— Information shown —
## BEGIN

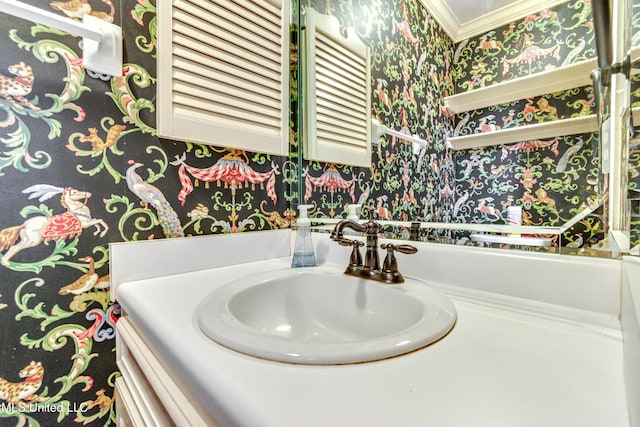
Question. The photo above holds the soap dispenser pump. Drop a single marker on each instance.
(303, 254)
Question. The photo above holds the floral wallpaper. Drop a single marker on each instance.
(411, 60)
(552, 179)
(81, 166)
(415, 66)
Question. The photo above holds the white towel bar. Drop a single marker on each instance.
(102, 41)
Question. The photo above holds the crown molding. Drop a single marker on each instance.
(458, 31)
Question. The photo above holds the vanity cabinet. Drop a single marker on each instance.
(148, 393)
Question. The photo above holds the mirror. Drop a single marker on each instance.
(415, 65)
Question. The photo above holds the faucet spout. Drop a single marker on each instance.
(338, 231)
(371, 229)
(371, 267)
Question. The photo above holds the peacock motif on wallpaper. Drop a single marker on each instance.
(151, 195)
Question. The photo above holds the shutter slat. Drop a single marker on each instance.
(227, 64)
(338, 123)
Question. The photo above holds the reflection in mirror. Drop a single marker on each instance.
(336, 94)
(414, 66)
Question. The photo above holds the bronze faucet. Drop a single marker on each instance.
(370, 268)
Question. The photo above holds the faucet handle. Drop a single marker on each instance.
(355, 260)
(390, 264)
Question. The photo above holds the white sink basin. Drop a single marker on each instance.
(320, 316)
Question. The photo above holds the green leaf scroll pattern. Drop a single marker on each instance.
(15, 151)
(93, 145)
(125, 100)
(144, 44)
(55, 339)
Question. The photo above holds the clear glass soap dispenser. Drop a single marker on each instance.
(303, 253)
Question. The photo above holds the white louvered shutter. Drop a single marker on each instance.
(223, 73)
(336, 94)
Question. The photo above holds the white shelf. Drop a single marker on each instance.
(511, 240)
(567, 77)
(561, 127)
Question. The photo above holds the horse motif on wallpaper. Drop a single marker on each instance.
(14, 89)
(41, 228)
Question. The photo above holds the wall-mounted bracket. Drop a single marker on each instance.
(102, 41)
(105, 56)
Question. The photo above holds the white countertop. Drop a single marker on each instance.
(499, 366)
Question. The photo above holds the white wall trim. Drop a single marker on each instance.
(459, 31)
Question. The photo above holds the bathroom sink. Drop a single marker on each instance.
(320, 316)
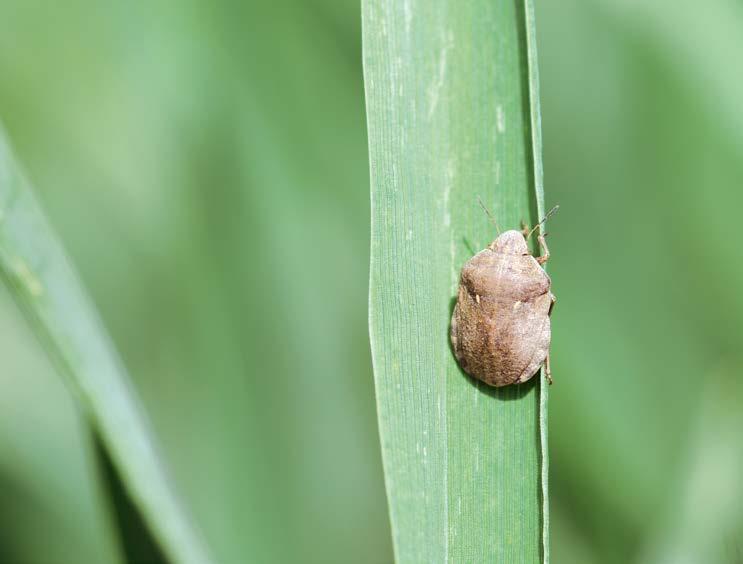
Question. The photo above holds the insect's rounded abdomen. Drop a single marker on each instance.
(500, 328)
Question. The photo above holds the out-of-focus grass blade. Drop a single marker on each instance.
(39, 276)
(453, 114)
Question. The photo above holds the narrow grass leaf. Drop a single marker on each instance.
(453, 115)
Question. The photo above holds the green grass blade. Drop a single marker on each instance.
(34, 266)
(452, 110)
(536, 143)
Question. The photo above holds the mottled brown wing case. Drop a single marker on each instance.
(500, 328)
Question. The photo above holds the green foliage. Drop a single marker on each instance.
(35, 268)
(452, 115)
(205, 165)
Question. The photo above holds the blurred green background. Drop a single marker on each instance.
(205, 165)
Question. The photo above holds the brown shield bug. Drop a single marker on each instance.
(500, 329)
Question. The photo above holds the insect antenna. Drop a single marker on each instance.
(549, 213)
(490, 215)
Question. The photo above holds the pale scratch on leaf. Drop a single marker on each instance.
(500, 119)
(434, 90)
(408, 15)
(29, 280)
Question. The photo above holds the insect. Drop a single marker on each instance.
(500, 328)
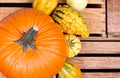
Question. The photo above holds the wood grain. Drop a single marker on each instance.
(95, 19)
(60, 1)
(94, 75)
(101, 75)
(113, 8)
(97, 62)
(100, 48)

## END

— Exercise aim —
Starting at the line that contains "Question. The photo above holds the narrow" and ending at the last line of the material, write out every line again, requests included, with each coordinate in the answers scaled by 1.7 and rounded to a whole number, halves rounded up. Leave the pictures out.

— Output below —
Question. The photo above holds the narrow grass leaf. Drop a single marker on each instance.
(770, 196)
Question. The photo above holds the green grass blade. Drop a single marker on each instance.
(58, 452)
(768, 187)
(911, 243)
Question. The photo above holds the mottled brown wing case. Drop a single marker on each instance.
(850, 558)
Question. The photo above holds the green foliage. Drop a single marker on each instance.
(60, 456)
(768, 196)
(349, 281)
Question. The photo above holds the blurred green background. Drop a single marker on each instance.
(349, 281)
Question. The photo above holds the brown shield bug. Drop a single marker on each instance.
(850, 559)
Question. The photo above holds the insect antenna. Drop a single marker on each instance.
(933, 362)
(833, 366)
Question. The photo above holds the pale scratch on leaf. Drop a single marker on each instance.
(850, 202)
(738, 153)
(694, 26)
(49, 476)
Question. The photo above holds the insect. Drop a single marker on each instance.
(850, 558)
Question. The photo above holds the wood grain. Drop a single marker on each instance.
(162, 32)
(102, 2)
(160, 128)
(172, 128)
(192, 14)
(165, 105)
(170, 82)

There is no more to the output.